[Referring expression pointing data]

────────────────

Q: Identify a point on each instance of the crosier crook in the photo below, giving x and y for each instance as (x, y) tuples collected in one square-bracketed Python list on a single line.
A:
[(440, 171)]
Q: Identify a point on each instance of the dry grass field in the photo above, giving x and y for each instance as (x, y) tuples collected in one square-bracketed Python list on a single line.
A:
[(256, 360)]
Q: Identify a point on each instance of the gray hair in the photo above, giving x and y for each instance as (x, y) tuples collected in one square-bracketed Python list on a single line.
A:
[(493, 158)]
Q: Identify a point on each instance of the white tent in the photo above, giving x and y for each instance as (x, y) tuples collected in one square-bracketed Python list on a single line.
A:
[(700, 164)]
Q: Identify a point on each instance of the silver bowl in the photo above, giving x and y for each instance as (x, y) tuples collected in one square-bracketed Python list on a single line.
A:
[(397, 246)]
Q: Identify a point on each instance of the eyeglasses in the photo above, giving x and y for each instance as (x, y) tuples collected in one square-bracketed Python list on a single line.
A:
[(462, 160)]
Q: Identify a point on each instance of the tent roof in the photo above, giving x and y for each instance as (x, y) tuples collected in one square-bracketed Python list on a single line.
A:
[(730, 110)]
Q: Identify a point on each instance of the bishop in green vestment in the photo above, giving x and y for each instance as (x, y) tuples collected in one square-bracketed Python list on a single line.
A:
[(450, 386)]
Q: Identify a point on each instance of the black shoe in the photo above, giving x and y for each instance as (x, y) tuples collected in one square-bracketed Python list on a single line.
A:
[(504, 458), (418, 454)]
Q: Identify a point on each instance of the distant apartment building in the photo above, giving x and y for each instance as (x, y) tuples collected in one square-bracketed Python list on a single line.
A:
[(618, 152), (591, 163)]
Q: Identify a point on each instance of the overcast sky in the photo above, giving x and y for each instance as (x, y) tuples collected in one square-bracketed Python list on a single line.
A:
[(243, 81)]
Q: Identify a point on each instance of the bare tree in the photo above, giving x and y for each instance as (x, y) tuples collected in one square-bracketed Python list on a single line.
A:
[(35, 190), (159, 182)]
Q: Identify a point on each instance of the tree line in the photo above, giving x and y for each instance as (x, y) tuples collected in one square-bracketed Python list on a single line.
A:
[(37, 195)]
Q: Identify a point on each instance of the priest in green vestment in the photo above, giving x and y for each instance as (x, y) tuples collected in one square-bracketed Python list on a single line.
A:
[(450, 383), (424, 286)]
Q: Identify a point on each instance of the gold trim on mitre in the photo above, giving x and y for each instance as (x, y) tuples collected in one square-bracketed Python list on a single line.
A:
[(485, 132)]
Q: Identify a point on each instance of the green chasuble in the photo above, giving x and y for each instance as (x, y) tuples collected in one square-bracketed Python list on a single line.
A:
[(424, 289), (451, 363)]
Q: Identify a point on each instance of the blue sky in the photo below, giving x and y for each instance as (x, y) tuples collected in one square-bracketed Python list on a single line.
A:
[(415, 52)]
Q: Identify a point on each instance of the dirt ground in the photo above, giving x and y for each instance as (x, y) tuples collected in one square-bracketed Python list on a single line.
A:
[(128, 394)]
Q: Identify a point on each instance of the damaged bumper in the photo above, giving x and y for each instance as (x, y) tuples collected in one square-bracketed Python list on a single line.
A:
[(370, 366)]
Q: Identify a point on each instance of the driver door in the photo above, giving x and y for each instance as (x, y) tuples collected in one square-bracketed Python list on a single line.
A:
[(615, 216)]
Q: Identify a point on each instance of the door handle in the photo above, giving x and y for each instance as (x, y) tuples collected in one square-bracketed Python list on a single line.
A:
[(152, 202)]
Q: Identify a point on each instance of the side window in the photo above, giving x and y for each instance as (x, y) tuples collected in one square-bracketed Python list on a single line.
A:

────────────────

(What this task involves):
For the string "below", show each line of the entries above where it occurs.

(Answer area):
Q: Identify a point on each instance of the crosier crook in the photo below, giving x and y for each instance as (x, y) tuples collected in one square-bracketed Python list on a single line.
Q: Identify a point on each instance of the blue sky in the photo below, giving x and y for each instance as (x, y) tuples collected in one square-bracketed Python list on a single line.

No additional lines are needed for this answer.